▶ PROBLEM STATEMENT:
Please list every line in the rows below that contains the word "black", copying each line in full. Case counts.

▶ DATA IN THIS EXERCISE:
## begin

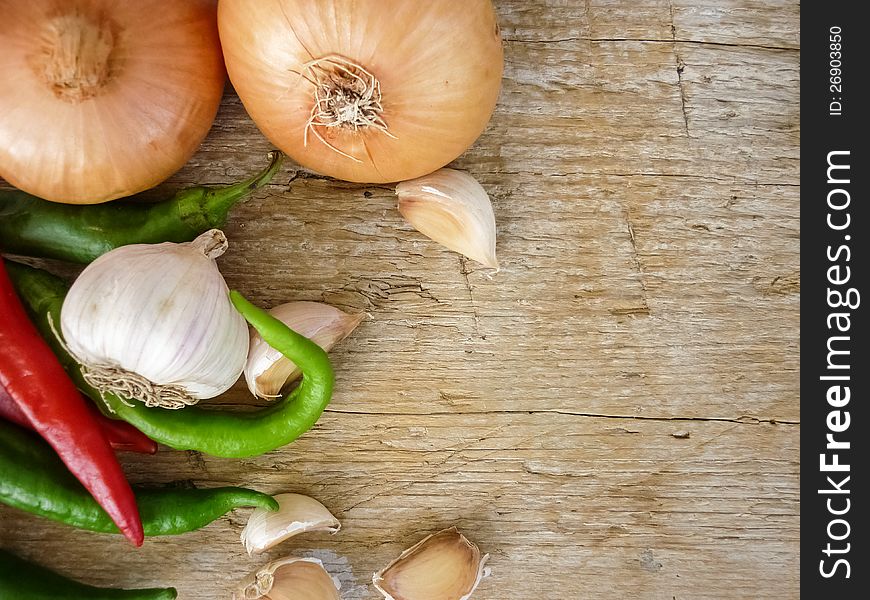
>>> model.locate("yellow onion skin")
[0,0,226,204]
[218,0,504,183]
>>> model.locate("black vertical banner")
[800,2,870,600]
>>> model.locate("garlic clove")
[60,229,249,408]
[396,169,498,269]
[242,494,341,554]
[233,556,341,600]
[372,527,489,600]
[245,302,364,398]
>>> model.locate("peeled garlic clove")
[242,494,341,554]
[245,302,363,398]
[60,229,249,408]
[396,169,498,269]
[233,556,341,600]
[372,527,489,600]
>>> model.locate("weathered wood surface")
[0,0,800,600]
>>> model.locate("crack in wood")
[624,209,650,315]
[459,254,486,340]
[668,1,692,137]
[504,35,800,52]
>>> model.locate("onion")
[0,0,226,204]
[218,0,503,183]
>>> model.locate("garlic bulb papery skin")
[396,169,498,269]
[242,494,341,554]
[372,527,489,600]
[245,302,364,399]
[233,556,341,600]
[60,229,248,408]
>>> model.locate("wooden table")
[0,0,800,600]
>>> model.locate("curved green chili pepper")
[0,151,283,263]
[0,421,278,536]
[6,261,334,458]
[0,550,178,600]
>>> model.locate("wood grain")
[0,0,800,600]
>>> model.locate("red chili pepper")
[0,385,157,454]
[0,260,144,546]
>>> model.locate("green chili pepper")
[6,261,334,458]
[0,151,283,263]
[0,550,178,600]
[0,421,278,536]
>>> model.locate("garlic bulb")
[245,302,363,398]
[242,494,341,554]
[60,229,248,408]
[372,527,489,600]
[396,169,498,269]
[233,556,341,600]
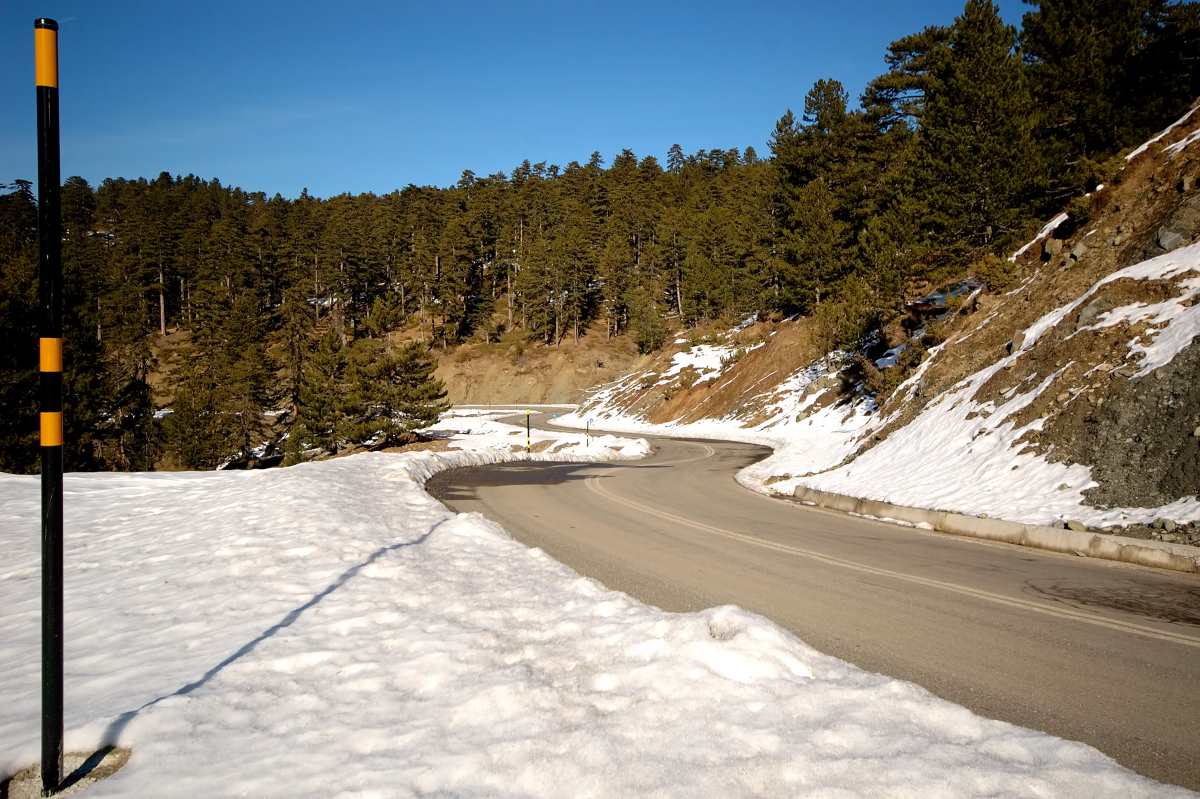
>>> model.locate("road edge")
[792,486,1200,573]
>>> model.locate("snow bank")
[0,415,1189,799]
[1126,108,1196,161]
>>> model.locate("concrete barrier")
[793,486,1200,573]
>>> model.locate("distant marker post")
[34,18,62,797]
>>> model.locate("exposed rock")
[1154,228,1184,252]
[1043,341,1200,507]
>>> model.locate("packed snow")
[559,242,1200,527]
[1008,211,1065,262]
[1126,107,1196,161]
[0,410,1192,799]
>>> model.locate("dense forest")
[0,0,1200,471]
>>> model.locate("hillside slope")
[564,109,1200,542]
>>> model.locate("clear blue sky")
[0,0,1025,197]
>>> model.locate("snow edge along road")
[550,413,1200,573]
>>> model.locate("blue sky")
[0,0,1026,197]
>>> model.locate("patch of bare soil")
[869,107,1200,515]
[434,328,638,404]
[0,746,130,799]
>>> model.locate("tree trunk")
[158,264,167,336]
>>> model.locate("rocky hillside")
[559,109,1200,541]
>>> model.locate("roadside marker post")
[34,18,64,797]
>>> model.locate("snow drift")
[0,415,1188,799]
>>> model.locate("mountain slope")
[568,102,1200,541]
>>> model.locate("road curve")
[428,412,1200,789]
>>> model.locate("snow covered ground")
[0,410,1190,799]
[556,242,1200,527]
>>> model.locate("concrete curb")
[793,486,1200,573]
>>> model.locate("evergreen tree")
[349,341,450,446]
[292,329,349,455]
[917,0,1042,247]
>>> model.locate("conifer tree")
[917,0,1042,247]
[292,329,349,455]
[348,340,450,447]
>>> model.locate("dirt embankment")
[566,101,1200,540]
[434,331,638,404]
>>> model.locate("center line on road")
[586,477,1200,649]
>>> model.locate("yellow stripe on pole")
[34,28,59,89]
[37,338,62,372]
[42,410,62,446]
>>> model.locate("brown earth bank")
[566,99,1200,535]
[434,329,640,404]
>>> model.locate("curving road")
[428,412,1200,789]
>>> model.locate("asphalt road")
[428,412,1200,789]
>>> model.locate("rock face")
[1146,189,1200,256]
[1154,228,1186,252]
[1054,340,1200,507]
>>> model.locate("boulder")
[1154,228,1186,252]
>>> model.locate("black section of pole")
[34,19,64,795]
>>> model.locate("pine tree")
[347,341,450,447]
[918,0,1042,247]
[292,329,348,455]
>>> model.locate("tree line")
[0,0,1200,471]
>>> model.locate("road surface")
[430,412,1200,789]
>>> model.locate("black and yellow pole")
[34,19,62,795]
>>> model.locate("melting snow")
[1008,214,1070,262]
[0,410,1188,799]
[1126,108,1196,161]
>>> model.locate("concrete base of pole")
[0,746,130,799]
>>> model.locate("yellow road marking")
[35,28,59,89]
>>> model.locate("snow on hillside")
[0,410,1190,799]
[557,242,1200,527]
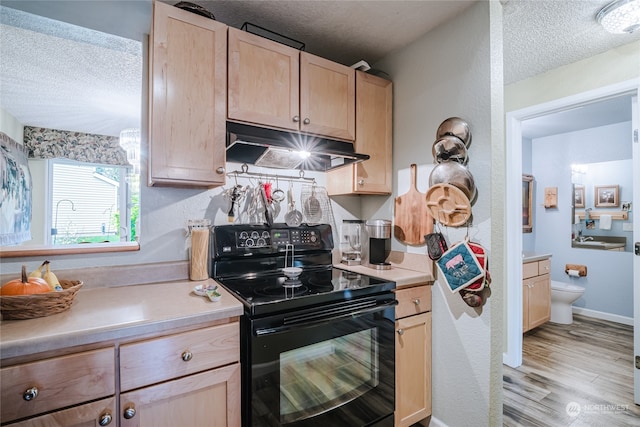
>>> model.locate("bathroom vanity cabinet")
[522,258,551,332]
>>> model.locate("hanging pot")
[431,135,469,165]
[429,161,476,201]
[436,117,471,147]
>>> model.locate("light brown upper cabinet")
[327,71,393,195]
[227,28,356,141]
[148,1,227,187]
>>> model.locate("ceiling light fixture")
[596,0,640,34]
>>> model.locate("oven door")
[243,294,397,427]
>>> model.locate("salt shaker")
[187,219,211,280]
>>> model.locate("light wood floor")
[503,314,640,427]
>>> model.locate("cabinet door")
[327,71,393,195]
[395,313,431,427]
[120,363,240,427]
[0,347,116,423]
[528,274,551,329]
[148,1,227,187]
[300,52,356,141]
[227,28,300,130]
[9,397,118,427]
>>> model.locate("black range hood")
[227,122,369,172]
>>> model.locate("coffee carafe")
[366,219,391,270]
[340,219,365,265]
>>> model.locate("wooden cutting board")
[393,164,433,245]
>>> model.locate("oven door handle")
[254,299,398,336]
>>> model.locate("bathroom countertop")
[522,251,553,262]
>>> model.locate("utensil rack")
[227,163,316,184]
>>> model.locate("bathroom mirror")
[0,0,151,257]
[571,159,633,252]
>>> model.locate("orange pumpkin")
[0,265,51,295]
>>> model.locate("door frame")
[502,79,640,372]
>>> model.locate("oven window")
[280,329,378,424]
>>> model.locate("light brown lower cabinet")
[0,345,116,426]
[120,363,240,427]
[522,259,551,332]
[395,285,431,427]
[7,397,117,427]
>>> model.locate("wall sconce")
[596,0,640,34]
[119,129,140,174]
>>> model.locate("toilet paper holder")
[564,264,587,277]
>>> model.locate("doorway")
[503,80,640,403]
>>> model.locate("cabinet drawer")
[396,285,431,319]
[1,347,115,423]
[120,322,240,391]
[522,261,538,279]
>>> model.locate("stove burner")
[254,277,309,299]
[282,278,302,288]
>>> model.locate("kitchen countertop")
[522,251,553,262]
[0,279,244,359]
[333,251,435,289]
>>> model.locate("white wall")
[531,122,633,318]
[372,2,503,426]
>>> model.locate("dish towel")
[600,215,611,230]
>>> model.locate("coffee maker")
[366,219,391,270]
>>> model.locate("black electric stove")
[212,224,395,317]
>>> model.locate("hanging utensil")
[302,183,322,223]
[227,185,244,222]
[284,182,302,227]
[260,184,273,227]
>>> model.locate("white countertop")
[522,251,553,262]
[333,263,434,288]
[0,280,244,359]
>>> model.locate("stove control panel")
[213,224,333,256]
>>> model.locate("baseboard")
[573,307,633,326]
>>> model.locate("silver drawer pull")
[98,412,113,426]
[122,406,136,420]
[22,386,38,402]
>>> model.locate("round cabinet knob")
[122,406,136,420]
[98,412,113,426]
[22,387,38,402]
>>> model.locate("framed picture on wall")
[593,185,620,208]
[573,185,584,208]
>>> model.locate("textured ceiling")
[0,0,640,135]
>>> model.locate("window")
[47,159,140,245]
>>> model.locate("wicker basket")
[0,279,82,320]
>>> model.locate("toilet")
[551,280,584,325]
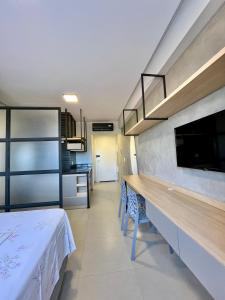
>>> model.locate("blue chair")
[124,186,150,260]
[118,180,127,230]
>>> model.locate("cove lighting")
[63,94,78,103]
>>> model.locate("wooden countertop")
[124,175,225,265]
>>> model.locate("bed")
[0,208,76,300]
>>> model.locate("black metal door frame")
[0,106,63,212]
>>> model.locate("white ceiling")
[0,0,180,120]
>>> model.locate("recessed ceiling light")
[63,94,78,103]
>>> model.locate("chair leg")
[169,245,174,254]
[131,219,138,261]
[123,214,129,236]
[118,198,122,218]
[121,203,126,230]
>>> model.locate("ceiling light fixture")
[63,94,78,103]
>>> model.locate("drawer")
[178,229,225,300]
[146,200,179,255]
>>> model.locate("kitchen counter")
[62,165,93,208]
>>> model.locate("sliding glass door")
[0,107,62,211]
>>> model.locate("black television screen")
[175,110,225,172]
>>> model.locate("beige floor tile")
[80,237,132,276]
[135,267,212,300]
[60,183,212,300]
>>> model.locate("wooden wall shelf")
[126,47,225,135]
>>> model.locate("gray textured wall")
[136,6,225,201]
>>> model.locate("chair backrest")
[120,180,127,204]
[127,186,139,219]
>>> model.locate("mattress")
[0,209,76,300]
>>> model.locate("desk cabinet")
[146,201,179,255]
[178,229,225,300]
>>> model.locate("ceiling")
[0,0,180,121]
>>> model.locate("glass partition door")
[0,107,62,211]
[0,108,7,209]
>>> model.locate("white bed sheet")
[0,209,76,300]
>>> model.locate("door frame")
[91,132,119,183]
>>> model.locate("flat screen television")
[175,110,225,172]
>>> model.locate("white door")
[130,136,138,175]
[94,135,118,182]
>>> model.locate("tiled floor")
[60,183,212,300]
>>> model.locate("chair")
[118,180,127,230]
[124,186,150,260]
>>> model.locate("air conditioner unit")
[92,123,114,131]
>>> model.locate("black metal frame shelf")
[123,73,168,136]
[141,73,168,121]
[123,108,138,136]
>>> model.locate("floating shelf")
[126,48,225,135]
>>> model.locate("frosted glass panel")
[0,176,5,205]
[11,110,59,138]
[0,109,6,139]
[10,141,59,171]
[0,143,5,172]
[10,174,59,204]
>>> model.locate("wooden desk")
[124,175,225,299]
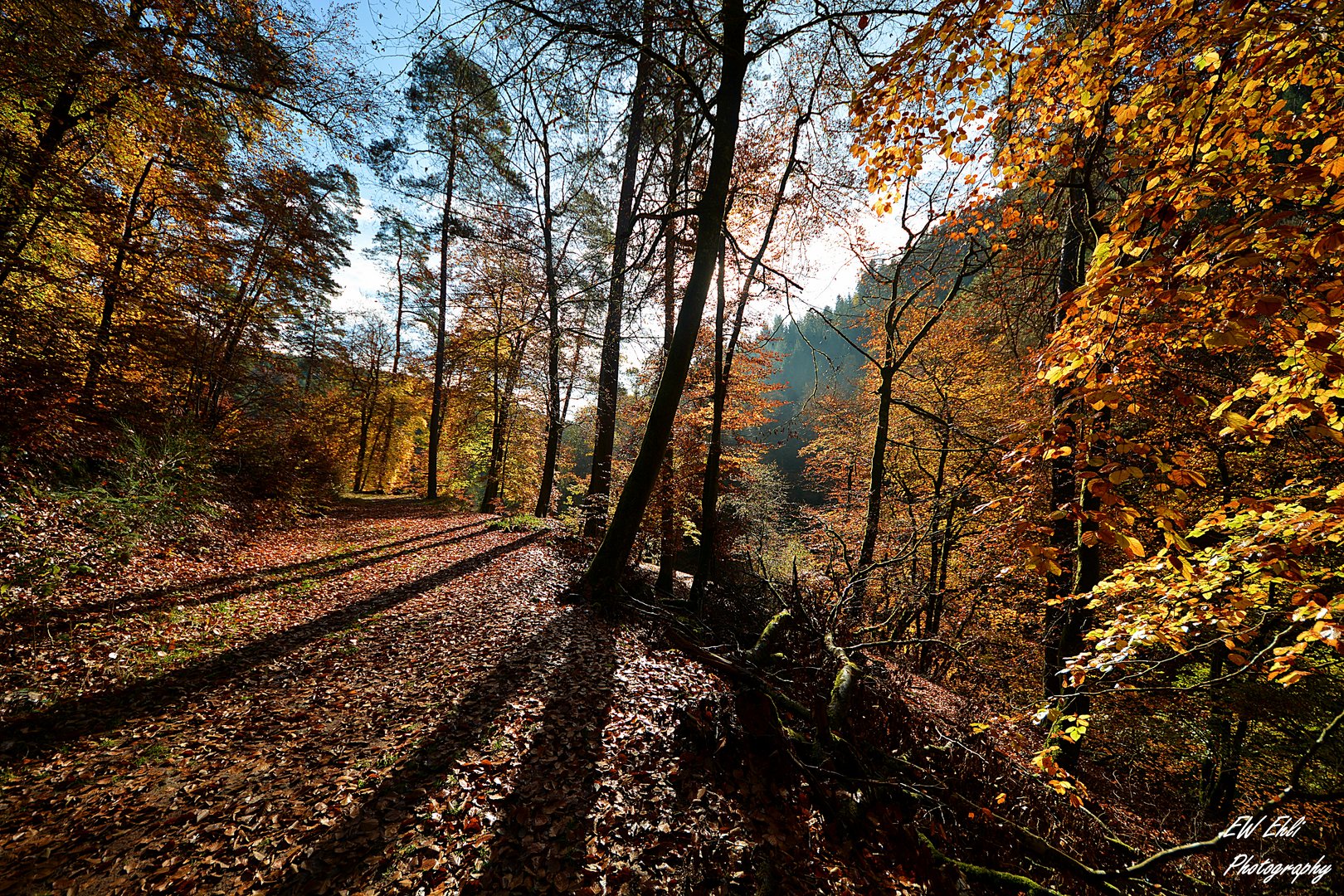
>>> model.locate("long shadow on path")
[462,625,616,896]
[283,610,616,894]
[0,532,540,757]
[8,523,481,644]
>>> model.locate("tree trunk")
[80,156,158,408]
[581,0,748,599]
[536,122,564,517]
[583,7,653,538]
[425,121,457,501]
[480,334,524,514]
[377,236,406,494]
[1045,176,1109,770]
[691,104,811,608]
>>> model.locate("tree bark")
[425,120,457,501]
[80,156,158,408]
[536,121,564,517]
[579,0,748,599]
[377,224,406,494]
[583,5,653,538]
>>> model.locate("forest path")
[0,501,785,894]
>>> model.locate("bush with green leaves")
[0,429,226,614]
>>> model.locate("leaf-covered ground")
[0,501,924,894]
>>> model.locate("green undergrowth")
[0,429,232,616]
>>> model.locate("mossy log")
[746,610,793,665]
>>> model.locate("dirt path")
[0,503,747,894]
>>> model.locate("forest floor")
[0,499,924,894]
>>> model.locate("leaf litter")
[0,501,911,894]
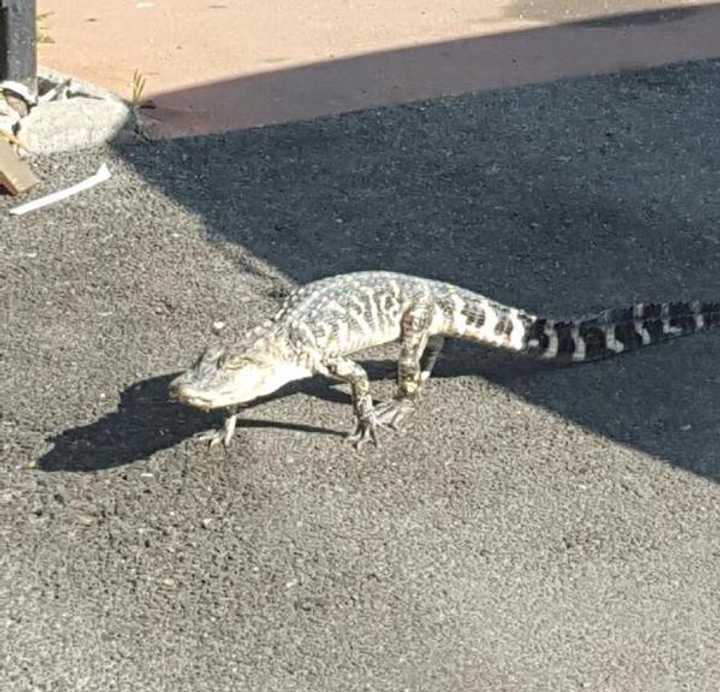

## end

▶ OUTPUT BELOW:
>>> model.locate("black vertical banner")
>>> model.locate("black section of pole")
>>> model.locate("black and yellow pole")
>>> model.locate("black range hood")
>>> model.locate("black electric stove")
>>> model.locate("black metal door frame")
>>> model.locate("black television screen")
>>> model.locate("black metal frame shelf")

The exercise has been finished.